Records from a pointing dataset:
▬▬▬▬▬▬▬▬▬▬
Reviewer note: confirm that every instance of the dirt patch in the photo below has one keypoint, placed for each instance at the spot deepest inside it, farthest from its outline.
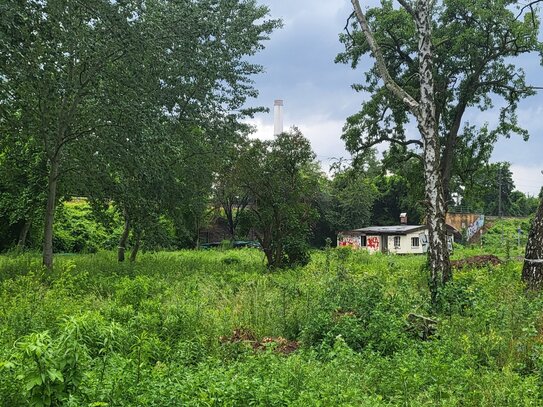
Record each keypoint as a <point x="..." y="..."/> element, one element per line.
<point x="278" y="344"/>
<point x="477" y="261"/>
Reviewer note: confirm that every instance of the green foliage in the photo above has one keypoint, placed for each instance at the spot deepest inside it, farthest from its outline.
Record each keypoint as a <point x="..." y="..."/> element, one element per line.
<point x="77" y="230"/>
<point x="281" y="180"/>
<point x="160" y="332"/>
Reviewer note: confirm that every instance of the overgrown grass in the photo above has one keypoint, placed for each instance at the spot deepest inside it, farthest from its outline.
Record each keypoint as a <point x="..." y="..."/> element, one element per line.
<point x="99" y="333"/>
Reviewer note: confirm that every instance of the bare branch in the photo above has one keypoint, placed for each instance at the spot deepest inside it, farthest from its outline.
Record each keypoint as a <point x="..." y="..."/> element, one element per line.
<point x="407" y="7"/>
<point x="400" y="93"/>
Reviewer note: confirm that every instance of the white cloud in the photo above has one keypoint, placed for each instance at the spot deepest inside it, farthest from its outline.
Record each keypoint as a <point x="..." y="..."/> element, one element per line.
<point x="528" y="179"/>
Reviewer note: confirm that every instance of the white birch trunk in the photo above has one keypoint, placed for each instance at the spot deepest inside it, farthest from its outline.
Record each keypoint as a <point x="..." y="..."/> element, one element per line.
<point x="532" y="272"/>
<point x="424" y="112"/>
<point x="438" y="253"/>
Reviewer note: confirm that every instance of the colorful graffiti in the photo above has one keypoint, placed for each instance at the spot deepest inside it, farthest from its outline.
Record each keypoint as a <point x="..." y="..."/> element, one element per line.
<point x="373" y="242"/>
<point x="475" y="227"/>
<point x="349" y="241"/>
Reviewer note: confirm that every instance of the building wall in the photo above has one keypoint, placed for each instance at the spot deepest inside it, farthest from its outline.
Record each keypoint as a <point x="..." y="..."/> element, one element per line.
<point x="374" y="243"/>
<point x="347" y="240"/>
<point x="405" y="244"/>
<point x="460" y="221"/>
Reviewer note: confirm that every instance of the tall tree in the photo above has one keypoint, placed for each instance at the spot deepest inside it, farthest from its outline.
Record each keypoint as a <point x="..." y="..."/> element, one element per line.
<point x="279" y="178"/>
<point x="98" y="73"/>
<point x="532" y="271"/>
<point x="438" y="60"/>
<point x="473" y="43"/>
<point x="424" y="110"/>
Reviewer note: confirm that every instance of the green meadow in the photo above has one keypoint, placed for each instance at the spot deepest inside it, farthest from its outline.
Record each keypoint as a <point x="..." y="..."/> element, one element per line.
<point x="216" y="328"/>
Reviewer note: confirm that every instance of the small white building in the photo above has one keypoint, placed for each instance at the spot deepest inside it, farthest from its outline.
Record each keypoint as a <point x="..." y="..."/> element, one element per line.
<point x="400" y="239"/>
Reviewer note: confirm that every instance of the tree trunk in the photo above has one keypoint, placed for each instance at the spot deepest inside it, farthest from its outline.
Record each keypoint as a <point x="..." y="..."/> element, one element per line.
<point x="532" y="272"/>
<point x="136" y="247"/>
<point x="424" y="111"/>
<point x="124" y="238"/>
<point x="50" y="212"/>
<point x="438" y="252"/>
<point x="21" y="242"/>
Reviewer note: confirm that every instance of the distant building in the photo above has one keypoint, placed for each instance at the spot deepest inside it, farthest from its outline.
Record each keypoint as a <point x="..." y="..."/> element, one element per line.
<point x="400" y="239"/>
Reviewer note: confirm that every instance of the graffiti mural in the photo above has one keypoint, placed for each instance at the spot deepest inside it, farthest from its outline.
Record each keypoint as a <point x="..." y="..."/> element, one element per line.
<point x="349" y="241"/>
<point x="373" y="242"/>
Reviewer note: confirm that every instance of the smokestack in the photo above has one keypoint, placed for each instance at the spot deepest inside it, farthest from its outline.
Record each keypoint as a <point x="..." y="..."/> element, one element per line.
<point x="277" y="117"/>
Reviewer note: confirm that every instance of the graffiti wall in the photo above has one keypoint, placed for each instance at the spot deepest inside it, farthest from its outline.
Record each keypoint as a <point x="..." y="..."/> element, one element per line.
<point x="349" y="241"/>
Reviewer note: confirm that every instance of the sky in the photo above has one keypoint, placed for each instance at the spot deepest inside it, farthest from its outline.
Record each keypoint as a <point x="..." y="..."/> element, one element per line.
<point x="318" y="97"/>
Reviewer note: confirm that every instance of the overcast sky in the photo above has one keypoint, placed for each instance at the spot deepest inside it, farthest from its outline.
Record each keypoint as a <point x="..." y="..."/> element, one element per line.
<point x="300" y="69"/>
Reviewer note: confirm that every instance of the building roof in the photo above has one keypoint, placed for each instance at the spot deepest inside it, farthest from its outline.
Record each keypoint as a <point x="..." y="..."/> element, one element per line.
<point x="390" y="230"/>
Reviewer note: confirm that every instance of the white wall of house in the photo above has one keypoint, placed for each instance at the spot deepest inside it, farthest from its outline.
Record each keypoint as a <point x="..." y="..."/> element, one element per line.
<point x="374" y="244"/>
<point x="346" y="240"/>
<point x="411" y="243"/>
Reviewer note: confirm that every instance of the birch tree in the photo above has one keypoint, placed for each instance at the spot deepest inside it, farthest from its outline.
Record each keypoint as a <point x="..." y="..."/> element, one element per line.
<point x="475" y="43"/>
<point x="532" y="272"/>
<point x="423" y="109"/>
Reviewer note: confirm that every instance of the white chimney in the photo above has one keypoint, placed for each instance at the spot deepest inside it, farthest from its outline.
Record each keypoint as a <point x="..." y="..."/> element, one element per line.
<point x="277" y="117"/>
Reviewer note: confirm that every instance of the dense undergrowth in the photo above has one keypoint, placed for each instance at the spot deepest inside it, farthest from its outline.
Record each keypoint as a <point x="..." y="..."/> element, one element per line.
<point x="100" y="333"/>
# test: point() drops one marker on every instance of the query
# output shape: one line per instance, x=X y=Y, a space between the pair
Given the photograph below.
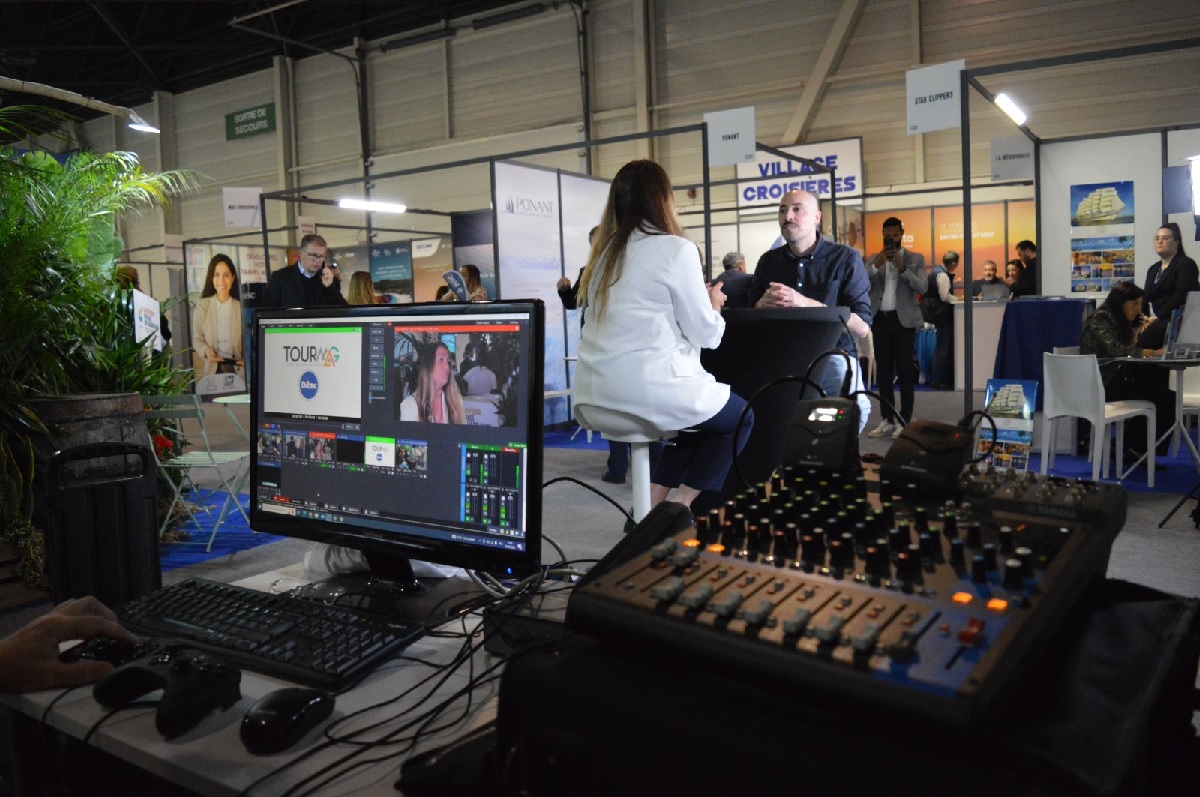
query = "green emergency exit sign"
x=251 y=121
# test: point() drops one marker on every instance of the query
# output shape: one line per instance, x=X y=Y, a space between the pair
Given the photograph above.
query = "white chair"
x=199 y=454
x=1073 y=389
x=625 y=427
x=867 y=352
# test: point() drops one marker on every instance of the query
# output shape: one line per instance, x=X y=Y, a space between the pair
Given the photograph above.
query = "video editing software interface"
x=414 y=423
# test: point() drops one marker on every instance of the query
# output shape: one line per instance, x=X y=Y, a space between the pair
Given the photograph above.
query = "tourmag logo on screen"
x=309 y=359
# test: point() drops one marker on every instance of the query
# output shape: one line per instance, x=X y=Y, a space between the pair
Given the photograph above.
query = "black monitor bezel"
x=472 y=557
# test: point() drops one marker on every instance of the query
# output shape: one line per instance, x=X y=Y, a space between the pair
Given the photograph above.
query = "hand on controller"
x=29 y=658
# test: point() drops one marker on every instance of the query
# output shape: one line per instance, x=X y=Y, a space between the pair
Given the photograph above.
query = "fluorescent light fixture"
x=63 y=95
x=1006 y=103
x=419 y=39
x=509 y=16
x=141 y=125
x=349 y=203
x=1194 y=163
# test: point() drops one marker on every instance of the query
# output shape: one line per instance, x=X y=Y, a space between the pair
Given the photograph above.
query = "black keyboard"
x=298 y=640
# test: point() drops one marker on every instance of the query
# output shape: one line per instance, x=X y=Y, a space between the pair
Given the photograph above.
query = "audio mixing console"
x=823 y=587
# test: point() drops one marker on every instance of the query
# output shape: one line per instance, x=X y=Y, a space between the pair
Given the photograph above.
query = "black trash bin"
x=102 y=533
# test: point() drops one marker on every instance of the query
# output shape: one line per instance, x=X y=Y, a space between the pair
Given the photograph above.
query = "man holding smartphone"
x=897 y=276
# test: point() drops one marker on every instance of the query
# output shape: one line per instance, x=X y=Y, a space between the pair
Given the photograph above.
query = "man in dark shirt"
x=1026 y=283
x=735 y=281
x=309 y=283
x=813 y=271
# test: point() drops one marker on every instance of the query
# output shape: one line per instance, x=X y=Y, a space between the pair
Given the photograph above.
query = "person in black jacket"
x=1168 y=283
x=1026 y=282
x=309 y=283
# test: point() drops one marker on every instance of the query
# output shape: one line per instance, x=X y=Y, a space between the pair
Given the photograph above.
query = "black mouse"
x=280 y=719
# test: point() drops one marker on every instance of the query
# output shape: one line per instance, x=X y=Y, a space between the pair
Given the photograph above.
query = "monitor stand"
x=389 y=588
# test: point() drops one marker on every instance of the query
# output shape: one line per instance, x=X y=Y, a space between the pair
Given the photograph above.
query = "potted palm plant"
x=63 y=319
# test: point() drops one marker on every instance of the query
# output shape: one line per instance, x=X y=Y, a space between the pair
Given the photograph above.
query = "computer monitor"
x=373 y=430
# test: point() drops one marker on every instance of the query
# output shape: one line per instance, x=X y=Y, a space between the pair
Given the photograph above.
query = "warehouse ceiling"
x=121 y=51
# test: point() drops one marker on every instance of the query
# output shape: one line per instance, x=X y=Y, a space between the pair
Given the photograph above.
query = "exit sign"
x=251 y=121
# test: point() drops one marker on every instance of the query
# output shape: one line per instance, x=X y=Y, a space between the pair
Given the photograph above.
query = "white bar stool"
x=625 y=427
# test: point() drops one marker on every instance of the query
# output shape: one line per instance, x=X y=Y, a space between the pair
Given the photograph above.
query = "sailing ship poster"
x=1099 y=263
x=1102 y=204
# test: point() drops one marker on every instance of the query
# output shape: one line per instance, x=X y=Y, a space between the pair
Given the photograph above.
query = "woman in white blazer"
x=647 y=315
x=216 y=325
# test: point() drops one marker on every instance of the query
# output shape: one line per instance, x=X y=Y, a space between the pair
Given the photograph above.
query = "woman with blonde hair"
x=475 y=289
x=216 y=324
x=647 y=315
x=437 y=399
x=363 y=289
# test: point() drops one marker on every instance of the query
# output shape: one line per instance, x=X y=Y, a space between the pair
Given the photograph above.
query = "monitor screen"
x=406 y=431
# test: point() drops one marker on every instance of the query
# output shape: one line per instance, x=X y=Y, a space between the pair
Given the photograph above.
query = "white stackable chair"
x=624 y=427
x=867 y=352
x=1073 y=389
x=199 y=454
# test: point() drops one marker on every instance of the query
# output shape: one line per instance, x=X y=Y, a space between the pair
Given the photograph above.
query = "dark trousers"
x=701 y=456
x=618 y=457
x=943 y=354
x=894 y=348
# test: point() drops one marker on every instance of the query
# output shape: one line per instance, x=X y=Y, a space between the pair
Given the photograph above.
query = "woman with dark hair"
x=1168 y=285
x=216 y=325
x=437 y=399
x=1114 y=333
x=647 y=313
x=475 y=289
x=1013 y=271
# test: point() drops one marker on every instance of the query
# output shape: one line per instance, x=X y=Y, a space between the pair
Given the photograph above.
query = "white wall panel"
x=521 y=76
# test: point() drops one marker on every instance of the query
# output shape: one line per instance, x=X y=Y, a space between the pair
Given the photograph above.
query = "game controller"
x=192 y=683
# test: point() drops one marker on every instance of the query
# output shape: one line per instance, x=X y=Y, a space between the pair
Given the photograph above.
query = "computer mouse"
x=280 y=719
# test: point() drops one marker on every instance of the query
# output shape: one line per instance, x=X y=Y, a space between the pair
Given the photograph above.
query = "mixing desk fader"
x=815 y=585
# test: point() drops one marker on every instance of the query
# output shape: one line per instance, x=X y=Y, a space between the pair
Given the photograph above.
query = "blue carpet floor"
x=234 y=534
x=1177 y=477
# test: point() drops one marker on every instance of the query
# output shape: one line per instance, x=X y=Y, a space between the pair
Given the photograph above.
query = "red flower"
x=162 y=445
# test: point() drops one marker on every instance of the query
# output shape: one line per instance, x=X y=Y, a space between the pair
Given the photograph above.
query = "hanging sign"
x=1012 y=157
x=934 y=97
x=241 y=207
x=731 y=135
x=251 y=121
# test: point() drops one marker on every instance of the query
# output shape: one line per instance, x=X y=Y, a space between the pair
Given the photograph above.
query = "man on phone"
x=897 y=276
x=309 y=283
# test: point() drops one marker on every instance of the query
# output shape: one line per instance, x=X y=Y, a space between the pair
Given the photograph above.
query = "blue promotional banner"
x=391 y=270
x=1011 y=405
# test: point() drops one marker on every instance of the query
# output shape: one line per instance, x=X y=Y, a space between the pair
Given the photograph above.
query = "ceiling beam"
x=815 y=87
x=114 y=25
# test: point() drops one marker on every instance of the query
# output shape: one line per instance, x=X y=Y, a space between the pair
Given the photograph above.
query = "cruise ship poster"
x=1102 y=204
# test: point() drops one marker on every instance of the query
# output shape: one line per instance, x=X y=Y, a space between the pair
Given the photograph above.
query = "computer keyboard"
x=298 y=640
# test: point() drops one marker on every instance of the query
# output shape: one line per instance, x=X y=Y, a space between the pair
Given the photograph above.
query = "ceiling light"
x=349 y=203
x=1006 y=103
x=141 y=125
x=419 y=39
x=509 y=16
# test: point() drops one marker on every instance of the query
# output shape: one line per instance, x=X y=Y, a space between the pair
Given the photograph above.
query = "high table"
x=210 y=759
x=1032 y=328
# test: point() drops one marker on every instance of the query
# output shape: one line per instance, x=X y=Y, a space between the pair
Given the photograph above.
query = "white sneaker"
x=883 y=430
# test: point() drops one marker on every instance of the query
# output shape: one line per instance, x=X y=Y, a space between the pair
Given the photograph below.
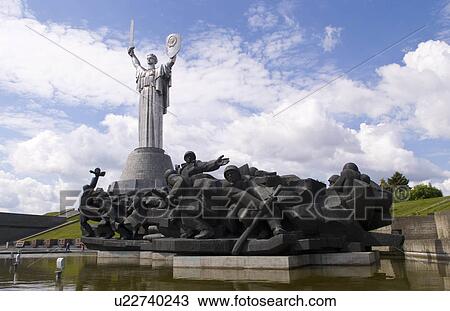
▬▬▬▬▬▬▬▬▬▬
Aim of the task: Gather every line of the material above that contains the word "chair", and copy each one out in full.

Answer for this exercise:
query = "white chair"
query = "white stackable chair"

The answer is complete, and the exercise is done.